Reproduce each record below exactly as written.

*****

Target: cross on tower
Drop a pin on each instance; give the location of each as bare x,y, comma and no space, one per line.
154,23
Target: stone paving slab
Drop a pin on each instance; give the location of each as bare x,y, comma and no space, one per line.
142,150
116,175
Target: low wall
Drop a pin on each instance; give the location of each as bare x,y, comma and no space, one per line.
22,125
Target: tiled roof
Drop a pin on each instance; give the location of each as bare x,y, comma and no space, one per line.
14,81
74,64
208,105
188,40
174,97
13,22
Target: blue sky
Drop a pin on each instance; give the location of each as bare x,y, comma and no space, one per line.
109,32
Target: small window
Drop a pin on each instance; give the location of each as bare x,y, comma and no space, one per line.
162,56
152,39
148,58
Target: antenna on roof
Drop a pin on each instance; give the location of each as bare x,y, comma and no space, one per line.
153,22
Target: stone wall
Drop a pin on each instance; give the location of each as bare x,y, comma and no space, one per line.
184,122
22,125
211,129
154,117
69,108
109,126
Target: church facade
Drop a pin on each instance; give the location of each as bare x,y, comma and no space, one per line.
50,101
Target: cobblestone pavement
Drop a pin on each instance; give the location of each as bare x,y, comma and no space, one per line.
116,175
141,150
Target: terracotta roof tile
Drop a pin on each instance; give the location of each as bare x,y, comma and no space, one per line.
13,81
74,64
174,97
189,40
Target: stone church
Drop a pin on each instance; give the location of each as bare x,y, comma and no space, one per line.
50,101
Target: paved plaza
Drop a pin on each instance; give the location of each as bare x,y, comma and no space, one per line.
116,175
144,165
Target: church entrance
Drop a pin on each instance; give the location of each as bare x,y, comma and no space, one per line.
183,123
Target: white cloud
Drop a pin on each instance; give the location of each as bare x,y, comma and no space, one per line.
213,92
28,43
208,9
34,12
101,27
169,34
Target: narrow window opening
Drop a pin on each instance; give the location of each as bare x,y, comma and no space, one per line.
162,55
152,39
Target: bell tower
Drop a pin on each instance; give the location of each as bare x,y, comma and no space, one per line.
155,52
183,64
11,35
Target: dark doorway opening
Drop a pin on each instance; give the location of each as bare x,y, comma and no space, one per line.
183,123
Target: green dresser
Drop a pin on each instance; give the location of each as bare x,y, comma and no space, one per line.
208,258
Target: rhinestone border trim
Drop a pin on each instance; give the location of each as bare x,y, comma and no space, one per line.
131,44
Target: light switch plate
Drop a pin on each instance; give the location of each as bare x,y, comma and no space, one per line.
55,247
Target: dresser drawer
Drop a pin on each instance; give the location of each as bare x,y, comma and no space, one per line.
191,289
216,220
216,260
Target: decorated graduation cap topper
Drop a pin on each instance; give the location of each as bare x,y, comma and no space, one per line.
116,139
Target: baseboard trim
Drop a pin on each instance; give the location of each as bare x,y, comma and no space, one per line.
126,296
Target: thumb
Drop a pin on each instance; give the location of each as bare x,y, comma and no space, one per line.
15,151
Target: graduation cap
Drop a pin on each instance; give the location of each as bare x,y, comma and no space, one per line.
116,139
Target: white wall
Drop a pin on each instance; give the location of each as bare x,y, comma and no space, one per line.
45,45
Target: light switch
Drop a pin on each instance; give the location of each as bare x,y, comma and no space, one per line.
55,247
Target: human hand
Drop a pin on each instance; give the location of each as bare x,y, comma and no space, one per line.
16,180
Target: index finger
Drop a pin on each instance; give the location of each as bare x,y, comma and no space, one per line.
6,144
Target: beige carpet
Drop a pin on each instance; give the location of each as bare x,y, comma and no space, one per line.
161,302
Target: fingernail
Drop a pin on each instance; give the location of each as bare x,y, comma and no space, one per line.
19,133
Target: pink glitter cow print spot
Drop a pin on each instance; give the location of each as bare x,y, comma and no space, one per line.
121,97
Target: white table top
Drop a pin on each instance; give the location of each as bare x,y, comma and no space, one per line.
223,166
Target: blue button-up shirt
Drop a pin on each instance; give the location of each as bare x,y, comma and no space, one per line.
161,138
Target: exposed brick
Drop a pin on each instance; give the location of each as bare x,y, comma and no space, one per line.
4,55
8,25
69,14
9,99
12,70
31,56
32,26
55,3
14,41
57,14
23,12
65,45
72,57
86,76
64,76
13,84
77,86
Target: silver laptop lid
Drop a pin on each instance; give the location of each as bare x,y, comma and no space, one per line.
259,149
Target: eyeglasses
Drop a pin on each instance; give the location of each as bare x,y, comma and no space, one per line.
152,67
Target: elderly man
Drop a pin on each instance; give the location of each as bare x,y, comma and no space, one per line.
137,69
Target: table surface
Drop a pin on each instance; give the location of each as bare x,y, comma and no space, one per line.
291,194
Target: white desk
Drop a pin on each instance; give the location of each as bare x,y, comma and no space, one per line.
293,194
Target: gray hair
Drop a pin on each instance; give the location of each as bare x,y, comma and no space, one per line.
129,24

*****

Exercise response —
Target: cross on tower
Drop a pin on each instance; give the location of each as bare x,y, comma and no space, one per line.
154,23
Target: stone paving slab
Drop a pin on each instance; give the location of each as bare x,y, comma and no space, one per line.
142,150
116,175
Target: low wall
Drop a pin on each instance; give the location of each as bare x,y, comma and no space, one per line.
22,125
Target: tiled roof
Drop a pin on each instance; give the location of each as bare x,y, comma and no space, one per line.
14,81
74,64
208,105
188,40
174,97
13,22
Target: blue sky
Drop a pin on each instance; give the location of each as bare x,y, comma and no space, one per line.
109,32
Target: small window
Drop a pin on each instance; give the location of each as bare x,y, comma and no space, one per line.
162,56
152,39
148,58
Target: antenna on roof
Drop a pin on each instance; give the location of each as bare x,y, comma and no space, one per line.
153,22
Target: stone wall
Drop a pin on each instance; give the location of each as bare x,y, comma and no space, one per line.
184,122
22,125
211,129
154,117
69,108
109,126
Target: church facade
Drop a pin on each instance; give the location of each as bare x,y, comma and no space, one per line.
50,101
Target: cobblestone pavement
Drop a pin on each instance; give the location of each as bare x,y, comma and no space, one per line.
116,175
141,150
Target: terracotta roof tile
Drop a pin on each instance; give the location of each as bare x,y, comma and no space, one per line.
13,81
74,64
174,97
189,40
Target: stone church
Drop a pin on each instance; give the location of each as bare x,y, comma and no space, one per line.
50,101
Target: paved plaza
Drop a pin on each instance; give the location of each as bare x,y, comma and no space, one per line.
116,175
144,165
Target: church entrance
Drop a pin on each instance; give the location of each as bare x,y, comma and no space, one per line.
183,123
Target: white cloud
Drop a pin on each instance; give the location of each as bare x,y, comma and no space, one per line.
213,92
28,43
208,9
34,12
101,27
169,34
Target: narrow window opening
Drop a pin on each instance; give the location of each as bare x,y, comma and no space, one per line.
162,55
152,39
Target: bell tower
Drop a pin on each instance; give the location of each as bare x,y, comma and no space, one per line.
155,52
183,64
11,35
Target: dark doorway opening
Drop a pin on each instance; give the location of each as bare x,y, comma and no space, one per line.
183,123
Target: green dresser
Drop a pin on each instance; give the location of each as bare x,y, comma and no space, one per line.
208,258
Target: rhinestone border trim
Drop a pin on each instance; give the location of each as bare x,y, comma and no space, one per line.
131,44
Target: light switch plate
Drop a pin on each instance; give the location of each as bare x,y, comma and no space, one per line.
55,247
Target: dresser drawer
Drop a pin on each instance; give the location of each as bare x,y, comma and no space, one per line.
191,289
216,220
216,260
Target: decorated graduation cap topper
Drop a pin on each instance; give the location of each as bare x,y, comma and no space, one per line.
116,139
Target: baseboard trim
Drop a pin on each instance; give the location of each as bare x,y, comma and no space, one per line.
126,296
Target: thumb
Drop a pin on each instance; give the location of each as bare x,y, comma and no space, one per line.
15,151
Target: graduation cap
Drop a pin on each instance; give the location of each as bare x,y, comma and no space, one per line.
116,139
Target: white wall
Drop a pin on each instance; give the location of each as bare x,y, comma and no space, one per line.
45,45
Target: light switch
Drop a pin on each instance; give the location of each as bare x,y, comma and no space, one per line.
55,247
Target: human hand
Drop a pin on each instance; give the location of each as bare x,y, comma and no space, one per line.
16,180
Target: index finger
Drop a pin on each instance; give the location of each as bare x,y, comma and no space, one per line.
6,144
Target: beige carpet
Drop a pin on each instance; give the location of each as bare x,y, comma and no space, one per line.
161,302
Target: fingernail
Drop a pin on each instance; give the location of each as bare x,y, comma and no space, one per line.
19,133
Target: pink glitter cow print spot
Drop a pin on each instance; give the location of each as bare x,y, comma and no space, one per line.
121,97
Target: white table top
Drop a pin on each instance; give the location of each as bare x,y, comma and no space, one per line.
223,166
Target: blue button-up shirt
Drop a pin on each instance; give the location of each as bare x,y, comma and no space, one per line.
161,138
Target: exposed brick
Drop a pin on each instance; give the location of each as bare x,y, comma and no space, one per line.
4,55
8,25
69,14
9,99
12,70
31,56
32,26
55,3
14,41
57,14
23,12
65,45
72,57
86,76
64,76
13,84
77,86
Target: silver laptop lid
Drop a pin on each instance; give the location of each as bare x,y, comma and no space, one per line.
259,149
Target: eyeglasses
Drop a pin on each instance; give the location of each as bare x,y, comma and no space, one per line.
152,67
Target: elderly man
Drop a pin on each instance; give the location of each as bare x,y, comma and no space, one per line.
137,69
Target: table surface
Drop a pin on each instance; give the location of each as bare x,y, comma and no space, one per line.
291,194
Target: white desk
Drop a pin on each instance; give the location of each as bare x,y, comma and no space, one per line.
293,194
Target: gray hair
Drop a pin on each instance; give the location of each as bare x,y, comma and no space, one per line.
129,24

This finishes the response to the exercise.